Lines of data

# # # # # # #

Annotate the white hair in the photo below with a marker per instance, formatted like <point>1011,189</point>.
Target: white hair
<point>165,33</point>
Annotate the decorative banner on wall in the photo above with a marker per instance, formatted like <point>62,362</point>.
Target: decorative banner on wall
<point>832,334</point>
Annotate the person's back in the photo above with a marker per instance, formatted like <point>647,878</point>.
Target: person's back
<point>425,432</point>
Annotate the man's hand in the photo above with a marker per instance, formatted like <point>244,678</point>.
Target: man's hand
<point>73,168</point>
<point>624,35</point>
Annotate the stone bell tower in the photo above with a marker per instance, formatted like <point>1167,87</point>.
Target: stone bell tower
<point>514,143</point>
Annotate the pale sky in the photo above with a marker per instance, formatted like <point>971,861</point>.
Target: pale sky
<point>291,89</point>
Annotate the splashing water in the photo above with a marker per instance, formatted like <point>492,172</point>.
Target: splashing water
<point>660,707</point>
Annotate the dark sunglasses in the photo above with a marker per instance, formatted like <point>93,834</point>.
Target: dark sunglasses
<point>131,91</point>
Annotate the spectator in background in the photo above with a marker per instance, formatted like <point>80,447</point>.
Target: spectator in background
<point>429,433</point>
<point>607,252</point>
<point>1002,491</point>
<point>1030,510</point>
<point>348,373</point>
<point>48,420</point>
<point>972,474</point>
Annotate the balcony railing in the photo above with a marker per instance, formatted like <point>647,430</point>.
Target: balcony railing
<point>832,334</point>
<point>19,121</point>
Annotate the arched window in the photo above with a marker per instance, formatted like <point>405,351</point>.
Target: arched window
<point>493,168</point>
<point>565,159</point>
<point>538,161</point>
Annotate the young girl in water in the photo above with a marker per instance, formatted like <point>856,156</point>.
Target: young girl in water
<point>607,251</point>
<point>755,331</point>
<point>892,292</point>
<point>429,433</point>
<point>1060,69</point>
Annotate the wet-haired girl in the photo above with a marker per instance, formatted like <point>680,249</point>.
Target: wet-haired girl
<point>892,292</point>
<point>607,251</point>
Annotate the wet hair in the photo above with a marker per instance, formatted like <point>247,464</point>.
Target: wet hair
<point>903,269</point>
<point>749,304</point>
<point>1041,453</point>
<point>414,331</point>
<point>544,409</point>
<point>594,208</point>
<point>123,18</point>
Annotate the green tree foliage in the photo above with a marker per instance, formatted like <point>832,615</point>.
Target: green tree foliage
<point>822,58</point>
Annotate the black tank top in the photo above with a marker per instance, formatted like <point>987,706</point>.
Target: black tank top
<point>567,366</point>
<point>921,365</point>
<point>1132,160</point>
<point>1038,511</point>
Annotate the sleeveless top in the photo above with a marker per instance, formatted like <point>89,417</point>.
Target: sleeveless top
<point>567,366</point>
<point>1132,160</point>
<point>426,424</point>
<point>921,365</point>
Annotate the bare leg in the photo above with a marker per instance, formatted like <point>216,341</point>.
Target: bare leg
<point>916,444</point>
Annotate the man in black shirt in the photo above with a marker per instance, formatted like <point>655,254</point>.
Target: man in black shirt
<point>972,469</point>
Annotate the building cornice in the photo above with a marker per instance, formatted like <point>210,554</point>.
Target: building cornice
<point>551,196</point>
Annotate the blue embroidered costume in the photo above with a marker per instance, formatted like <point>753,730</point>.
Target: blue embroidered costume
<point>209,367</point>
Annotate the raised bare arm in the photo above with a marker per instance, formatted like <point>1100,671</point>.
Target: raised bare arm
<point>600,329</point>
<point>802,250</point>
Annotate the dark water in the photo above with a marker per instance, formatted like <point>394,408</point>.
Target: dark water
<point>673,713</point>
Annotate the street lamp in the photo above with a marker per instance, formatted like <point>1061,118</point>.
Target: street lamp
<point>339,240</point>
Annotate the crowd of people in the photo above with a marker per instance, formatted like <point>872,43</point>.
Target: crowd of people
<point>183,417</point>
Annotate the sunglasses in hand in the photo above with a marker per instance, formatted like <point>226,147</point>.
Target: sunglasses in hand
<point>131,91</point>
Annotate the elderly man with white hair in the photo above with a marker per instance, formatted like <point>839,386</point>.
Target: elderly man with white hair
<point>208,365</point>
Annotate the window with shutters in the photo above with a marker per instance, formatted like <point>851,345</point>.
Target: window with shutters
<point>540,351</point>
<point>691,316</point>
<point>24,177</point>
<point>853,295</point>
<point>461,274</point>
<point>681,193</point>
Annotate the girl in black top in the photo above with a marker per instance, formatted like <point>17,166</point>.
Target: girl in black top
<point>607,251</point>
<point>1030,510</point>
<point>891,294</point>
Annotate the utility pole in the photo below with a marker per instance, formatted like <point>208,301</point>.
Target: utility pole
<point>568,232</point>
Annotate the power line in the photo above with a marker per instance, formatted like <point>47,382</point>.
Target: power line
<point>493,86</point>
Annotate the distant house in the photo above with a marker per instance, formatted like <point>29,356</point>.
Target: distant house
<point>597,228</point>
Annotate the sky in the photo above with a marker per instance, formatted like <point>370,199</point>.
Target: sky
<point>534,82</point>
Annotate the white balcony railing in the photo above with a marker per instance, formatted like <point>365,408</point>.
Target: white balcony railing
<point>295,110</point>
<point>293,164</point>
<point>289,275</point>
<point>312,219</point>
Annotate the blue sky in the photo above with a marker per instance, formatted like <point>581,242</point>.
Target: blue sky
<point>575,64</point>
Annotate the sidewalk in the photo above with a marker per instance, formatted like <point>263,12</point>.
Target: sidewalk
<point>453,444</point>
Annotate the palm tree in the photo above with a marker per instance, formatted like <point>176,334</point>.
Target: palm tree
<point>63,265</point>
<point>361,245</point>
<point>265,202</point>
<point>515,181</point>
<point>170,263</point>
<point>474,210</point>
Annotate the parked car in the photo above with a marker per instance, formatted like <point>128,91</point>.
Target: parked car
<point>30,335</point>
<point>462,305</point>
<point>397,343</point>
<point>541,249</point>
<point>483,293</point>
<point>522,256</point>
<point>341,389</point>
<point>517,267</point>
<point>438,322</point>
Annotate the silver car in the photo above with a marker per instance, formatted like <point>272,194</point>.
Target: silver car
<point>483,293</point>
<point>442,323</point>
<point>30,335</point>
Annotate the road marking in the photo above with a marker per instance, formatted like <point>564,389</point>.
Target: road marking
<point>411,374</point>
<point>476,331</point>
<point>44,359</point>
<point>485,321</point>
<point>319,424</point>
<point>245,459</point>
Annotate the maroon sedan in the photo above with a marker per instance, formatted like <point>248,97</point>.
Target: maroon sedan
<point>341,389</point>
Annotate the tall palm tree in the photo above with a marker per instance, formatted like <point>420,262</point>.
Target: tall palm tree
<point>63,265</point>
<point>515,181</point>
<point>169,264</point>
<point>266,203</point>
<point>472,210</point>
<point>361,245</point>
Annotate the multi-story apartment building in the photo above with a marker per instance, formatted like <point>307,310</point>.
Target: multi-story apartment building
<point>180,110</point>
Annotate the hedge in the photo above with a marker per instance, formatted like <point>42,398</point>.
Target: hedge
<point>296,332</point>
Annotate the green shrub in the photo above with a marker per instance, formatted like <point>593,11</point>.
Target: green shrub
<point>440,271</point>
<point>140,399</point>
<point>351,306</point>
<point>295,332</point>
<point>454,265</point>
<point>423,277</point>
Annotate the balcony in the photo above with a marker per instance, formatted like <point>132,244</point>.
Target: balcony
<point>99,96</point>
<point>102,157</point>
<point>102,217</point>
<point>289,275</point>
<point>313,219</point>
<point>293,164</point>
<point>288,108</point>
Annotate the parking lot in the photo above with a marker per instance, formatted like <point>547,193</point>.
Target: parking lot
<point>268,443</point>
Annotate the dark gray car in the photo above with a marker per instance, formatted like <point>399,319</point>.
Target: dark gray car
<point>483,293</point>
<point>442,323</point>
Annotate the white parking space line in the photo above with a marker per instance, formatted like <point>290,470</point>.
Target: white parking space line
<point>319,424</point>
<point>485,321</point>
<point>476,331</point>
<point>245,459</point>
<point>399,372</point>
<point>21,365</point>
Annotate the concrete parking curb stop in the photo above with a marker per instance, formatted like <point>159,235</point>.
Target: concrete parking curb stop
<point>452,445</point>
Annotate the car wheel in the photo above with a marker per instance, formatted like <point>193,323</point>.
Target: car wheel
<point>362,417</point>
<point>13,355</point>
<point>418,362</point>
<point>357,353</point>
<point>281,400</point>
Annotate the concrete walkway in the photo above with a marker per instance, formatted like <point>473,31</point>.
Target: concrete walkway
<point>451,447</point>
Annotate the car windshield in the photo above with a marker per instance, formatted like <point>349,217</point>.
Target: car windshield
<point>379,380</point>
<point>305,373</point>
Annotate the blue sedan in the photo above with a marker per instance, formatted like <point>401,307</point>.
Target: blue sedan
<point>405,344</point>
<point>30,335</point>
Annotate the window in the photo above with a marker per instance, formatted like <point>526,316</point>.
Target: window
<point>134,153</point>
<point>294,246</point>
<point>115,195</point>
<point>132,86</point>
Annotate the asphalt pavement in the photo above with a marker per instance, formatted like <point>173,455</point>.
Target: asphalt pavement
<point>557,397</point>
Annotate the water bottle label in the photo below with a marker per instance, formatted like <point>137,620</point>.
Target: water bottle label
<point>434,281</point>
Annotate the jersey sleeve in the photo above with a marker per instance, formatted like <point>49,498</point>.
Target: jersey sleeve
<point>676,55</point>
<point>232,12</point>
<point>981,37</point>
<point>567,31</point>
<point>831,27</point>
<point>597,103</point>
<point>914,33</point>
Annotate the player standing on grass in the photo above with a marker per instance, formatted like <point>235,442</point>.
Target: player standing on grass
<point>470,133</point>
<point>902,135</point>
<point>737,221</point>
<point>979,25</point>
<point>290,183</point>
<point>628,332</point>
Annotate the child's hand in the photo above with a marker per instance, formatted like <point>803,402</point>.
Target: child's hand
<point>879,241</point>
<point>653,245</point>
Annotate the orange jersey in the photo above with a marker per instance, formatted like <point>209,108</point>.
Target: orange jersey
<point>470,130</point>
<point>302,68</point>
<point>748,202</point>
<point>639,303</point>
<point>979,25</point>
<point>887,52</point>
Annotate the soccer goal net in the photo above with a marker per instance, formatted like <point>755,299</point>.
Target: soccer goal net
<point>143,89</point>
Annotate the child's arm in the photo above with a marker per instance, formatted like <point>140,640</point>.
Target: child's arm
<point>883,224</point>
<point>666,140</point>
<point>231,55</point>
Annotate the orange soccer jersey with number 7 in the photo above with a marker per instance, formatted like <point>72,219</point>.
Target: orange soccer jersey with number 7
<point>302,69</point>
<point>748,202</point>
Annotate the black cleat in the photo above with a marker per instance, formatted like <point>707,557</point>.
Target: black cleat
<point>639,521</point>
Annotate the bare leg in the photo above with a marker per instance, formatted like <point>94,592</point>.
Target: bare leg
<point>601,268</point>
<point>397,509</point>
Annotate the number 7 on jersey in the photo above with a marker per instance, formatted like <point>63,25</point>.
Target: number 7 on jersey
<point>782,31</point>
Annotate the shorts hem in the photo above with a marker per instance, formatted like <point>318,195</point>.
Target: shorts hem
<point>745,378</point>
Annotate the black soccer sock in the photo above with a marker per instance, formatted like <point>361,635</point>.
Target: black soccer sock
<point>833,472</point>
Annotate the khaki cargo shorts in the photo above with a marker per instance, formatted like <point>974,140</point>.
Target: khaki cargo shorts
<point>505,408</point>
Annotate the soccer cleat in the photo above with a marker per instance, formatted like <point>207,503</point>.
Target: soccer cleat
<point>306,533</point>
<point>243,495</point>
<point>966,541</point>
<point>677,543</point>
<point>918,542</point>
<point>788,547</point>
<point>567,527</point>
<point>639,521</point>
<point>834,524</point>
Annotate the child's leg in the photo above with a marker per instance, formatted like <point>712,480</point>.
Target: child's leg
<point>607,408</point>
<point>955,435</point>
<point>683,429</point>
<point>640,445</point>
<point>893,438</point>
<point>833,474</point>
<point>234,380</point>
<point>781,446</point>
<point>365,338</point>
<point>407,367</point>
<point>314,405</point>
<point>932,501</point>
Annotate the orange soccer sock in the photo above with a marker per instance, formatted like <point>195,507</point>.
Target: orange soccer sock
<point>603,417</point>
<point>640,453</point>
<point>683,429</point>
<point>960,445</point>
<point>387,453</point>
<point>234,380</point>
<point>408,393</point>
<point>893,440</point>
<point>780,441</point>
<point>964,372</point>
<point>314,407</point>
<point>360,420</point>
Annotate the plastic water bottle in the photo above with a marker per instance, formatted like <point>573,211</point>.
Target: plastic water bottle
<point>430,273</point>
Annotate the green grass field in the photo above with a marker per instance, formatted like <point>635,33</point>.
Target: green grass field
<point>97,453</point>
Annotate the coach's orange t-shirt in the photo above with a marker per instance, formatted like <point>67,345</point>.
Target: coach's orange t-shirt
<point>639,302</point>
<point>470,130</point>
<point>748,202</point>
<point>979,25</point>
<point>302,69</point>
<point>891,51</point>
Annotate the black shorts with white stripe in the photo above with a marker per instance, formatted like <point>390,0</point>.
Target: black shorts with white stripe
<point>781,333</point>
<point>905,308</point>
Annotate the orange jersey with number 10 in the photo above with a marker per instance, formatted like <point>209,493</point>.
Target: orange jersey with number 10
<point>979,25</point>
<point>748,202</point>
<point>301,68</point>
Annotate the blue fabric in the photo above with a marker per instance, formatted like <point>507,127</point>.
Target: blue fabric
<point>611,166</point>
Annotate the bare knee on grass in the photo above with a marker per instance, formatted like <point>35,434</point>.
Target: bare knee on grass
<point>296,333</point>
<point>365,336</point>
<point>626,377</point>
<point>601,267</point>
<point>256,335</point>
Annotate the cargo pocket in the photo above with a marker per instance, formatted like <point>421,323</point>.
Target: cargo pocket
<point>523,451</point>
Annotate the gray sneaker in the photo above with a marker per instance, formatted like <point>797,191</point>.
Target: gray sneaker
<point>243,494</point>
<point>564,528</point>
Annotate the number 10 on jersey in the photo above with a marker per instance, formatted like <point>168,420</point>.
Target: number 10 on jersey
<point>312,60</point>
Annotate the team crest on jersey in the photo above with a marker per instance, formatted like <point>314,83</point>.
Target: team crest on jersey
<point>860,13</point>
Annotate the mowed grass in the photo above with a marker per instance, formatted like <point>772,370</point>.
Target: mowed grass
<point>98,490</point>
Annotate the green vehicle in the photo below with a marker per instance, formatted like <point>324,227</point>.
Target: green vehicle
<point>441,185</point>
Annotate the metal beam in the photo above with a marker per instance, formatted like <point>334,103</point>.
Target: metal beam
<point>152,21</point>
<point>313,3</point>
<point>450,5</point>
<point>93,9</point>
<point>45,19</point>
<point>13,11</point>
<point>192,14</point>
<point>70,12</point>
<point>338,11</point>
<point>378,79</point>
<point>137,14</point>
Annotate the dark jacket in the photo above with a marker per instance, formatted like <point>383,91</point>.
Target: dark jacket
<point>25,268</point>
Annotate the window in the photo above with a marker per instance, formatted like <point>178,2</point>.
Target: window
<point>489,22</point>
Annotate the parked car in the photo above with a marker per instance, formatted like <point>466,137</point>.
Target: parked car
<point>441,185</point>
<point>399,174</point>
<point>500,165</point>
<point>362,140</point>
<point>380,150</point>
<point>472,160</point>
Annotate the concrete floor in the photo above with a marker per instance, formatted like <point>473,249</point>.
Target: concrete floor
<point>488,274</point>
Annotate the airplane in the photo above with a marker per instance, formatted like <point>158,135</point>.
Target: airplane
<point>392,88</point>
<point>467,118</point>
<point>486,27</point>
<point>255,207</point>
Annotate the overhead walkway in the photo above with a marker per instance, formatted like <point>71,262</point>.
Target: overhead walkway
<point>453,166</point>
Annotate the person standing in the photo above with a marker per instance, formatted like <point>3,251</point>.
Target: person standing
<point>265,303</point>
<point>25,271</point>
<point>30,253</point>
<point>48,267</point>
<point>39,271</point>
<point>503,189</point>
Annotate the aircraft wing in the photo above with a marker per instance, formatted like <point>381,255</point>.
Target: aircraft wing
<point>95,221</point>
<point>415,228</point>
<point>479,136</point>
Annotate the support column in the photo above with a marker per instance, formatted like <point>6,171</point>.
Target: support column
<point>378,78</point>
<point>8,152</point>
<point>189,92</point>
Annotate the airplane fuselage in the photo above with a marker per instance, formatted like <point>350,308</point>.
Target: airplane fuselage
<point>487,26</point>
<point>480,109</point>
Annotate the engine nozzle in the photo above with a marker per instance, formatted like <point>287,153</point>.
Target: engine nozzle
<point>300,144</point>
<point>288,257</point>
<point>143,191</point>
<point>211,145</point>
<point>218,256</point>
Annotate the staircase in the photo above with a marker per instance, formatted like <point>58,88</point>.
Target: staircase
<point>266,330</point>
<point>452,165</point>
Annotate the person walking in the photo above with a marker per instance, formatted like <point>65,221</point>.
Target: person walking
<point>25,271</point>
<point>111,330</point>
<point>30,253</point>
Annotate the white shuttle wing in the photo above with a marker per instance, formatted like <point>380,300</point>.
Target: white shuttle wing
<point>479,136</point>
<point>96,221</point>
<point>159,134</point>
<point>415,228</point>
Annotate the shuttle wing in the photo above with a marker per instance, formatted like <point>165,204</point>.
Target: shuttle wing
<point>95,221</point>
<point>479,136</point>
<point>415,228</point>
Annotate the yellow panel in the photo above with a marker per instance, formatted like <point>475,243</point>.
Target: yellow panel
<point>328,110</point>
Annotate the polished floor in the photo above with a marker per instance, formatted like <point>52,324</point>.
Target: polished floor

# # # # # # #

Render the lines of the listing between the line holding "formatted like <point>216,341</point>." and the line holding "<point>673,713</point>", inclusive, as a Markdown table with the columns Row and Line, skipping any blank lines.

The result:
| Row | Line |
|---|---|
| 1 | Annotate the bare leg in the photo above with a marker per instance, formatted like <point>216,341</point>. |
| 2 | Target: bare leg |
| 3 | <point>916,444</point> |
| 4 | Annotate the man in black shirt in the photo above with a marker per instance, formatted like <point>655,254</point>. |
| 5 | Target: man in black shirt |
| 6 | <point>972,469</point> |
| 7 | Annotate the building cornice in the photo above with a marker per instance, formatted like <point>210,554</point>. |
| 8 | Target: building cornice |
| 9 | <point>551,196</point> |
| 10 | Annotate the blue embroidered costume in the photo above with a marker per instance, formatted like <point>753,730</point>. |
| 11 | Target: blue embroidered costume |
| 12 | <point>209,367</point> |
| 13 | Annotate the raised bare arm in the photo above with a marker per instance, formatted like <point>1100,671</point>. |
| 14 | Target: raised bare arm |
| 15 | <point>600,329</point> |
| 16 | <point>802,250</point> |
| 17 | Annotate the dark water in the photo above with a marker per instance, formatted like <point>394,408</point>. |
| 18 | Target: dark water |
| 19 | <point>673,713</point> |